At its meeting on Tuesday, Jun. 7, 2022, Kingston City Council rejected a motion which sought to oppose a pilot project at the Pittsburgh branch of the Kingston Frontenac Public Library that would see some expanded hours without library staff present. The motion, moved by Councillor Mary Rita Holland, looked to have Council express its disapproval of the pilot project, something library staff have also expressed concerns over.
Considering the important role libraries play in the community, and the various services offered to residents, the motion aimed to establish Council’s “opposition to the unstaffed pilot project and instead ensure that any expansion of hours at public libraries within the City of Kingston [would] include the use of qualified library staff.”
The motion was in response to the library’s Extended Hours Project, which aims to use various technologies to allow for expanded hours of service at the Pittsburgh Branch, without the need for staff on site. Instead, library users would have access to the branch at hours consistent with other locations throughout the city, with staff at other branches available via remote link.
As part of its approval of the library’s 2022 budget, City Council gave the green light to the pilot project’s implementation, which is expected to be carried out once the library’s facilities plan is finalized. Councillor Holland opted to introduce her motion at this stage, as previous discussions were unable to get into the specifics of the program, with members of Council needing an opportunity to voice their concerns about the project.

* _OBJECTIVE A_
Reproduce the listing word for word, starting at the line that contains "for every instance of the sky" and ending with the final line of the listing.
The listing that follows has no connection to the Kingston library article above.

* _DATA TO USE_

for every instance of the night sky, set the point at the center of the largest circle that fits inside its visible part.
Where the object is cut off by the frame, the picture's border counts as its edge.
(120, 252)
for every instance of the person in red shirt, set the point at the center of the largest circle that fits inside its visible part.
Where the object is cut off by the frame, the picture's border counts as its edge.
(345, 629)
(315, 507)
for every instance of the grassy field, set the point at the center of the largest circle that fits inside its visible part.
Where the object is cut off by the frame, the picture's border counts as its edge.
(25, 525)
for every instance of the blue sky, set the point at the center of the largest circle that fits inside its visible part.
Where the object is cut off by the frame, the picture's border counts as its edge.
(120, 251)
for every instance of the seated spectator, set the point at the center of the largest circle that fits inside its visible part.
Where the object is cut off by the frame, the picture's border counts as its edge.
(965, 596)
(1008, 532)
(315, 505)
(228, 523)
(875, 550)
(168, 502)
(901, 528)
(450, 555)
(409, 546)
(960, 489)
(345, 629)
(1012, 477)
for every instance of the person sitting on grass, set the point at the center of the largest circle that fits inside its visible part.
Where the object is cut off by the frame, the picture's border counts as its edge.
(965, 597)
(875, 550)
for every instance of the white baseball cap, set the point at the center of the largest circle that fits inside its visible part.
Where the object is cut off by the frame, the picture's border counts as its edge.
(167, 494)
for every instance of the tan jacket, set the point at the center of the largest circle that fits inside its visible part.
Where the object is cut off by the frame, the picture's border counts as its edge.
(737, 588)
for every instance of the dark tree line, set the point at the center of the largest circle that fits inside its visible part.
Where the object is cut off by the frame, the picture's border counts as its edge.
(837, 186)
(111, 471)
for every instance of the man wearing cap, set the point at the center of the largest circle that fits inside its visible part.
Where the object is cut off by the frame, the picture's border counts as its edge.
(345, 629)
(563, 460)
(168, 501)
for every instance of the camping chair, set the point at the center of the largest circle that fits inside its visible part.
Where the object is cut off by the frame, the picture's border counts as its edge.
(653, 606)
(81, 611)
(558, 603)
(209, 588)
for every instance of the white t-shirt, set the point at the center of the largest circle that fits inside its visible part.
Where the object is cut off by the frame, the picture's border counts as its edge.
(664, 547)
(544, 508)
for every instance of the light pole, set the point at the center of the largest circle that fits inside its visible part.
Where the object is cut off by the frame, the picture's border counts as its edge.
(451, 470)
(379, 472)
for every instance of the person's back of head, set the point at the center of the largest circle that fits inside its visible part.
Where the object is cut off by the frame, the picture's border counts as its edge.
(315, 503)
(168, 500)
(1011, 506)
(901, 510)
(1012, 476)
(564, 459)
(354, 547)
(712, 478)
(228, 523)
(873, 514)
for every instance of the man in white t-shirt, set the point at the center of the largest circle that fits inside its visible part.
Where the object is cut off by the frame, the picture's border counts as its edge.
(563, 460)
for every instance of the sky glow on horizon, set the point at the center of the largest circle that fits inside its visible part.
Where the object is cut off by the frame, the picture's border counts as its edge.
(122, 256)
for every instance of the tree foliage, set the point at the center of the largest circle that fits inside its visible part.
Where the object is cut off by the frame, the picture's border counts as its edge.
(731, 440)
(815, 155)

* _OBJECTIVE B_
According to the Kingston library article, which councillor moved the motion opposing the unstaffed pilot project?

* _EXERCISE OUTPUT A_
for every instance of the sky glow on horizon, set the point at the center of the largest circle that fits inside its visible part.
Where the object is cut off by the frame, the picture's border counts as its edge.
(122, 256)
for every instance of the tree foliage, set the point at the center of the largest circle that fits inside its visible part.
Where the object is cut off by the frame, the picture's border counts as its edge.
(731, 440)
(815, 155)

* _EXERCISE OUTPUT B_
Councillor Mary Rita Holland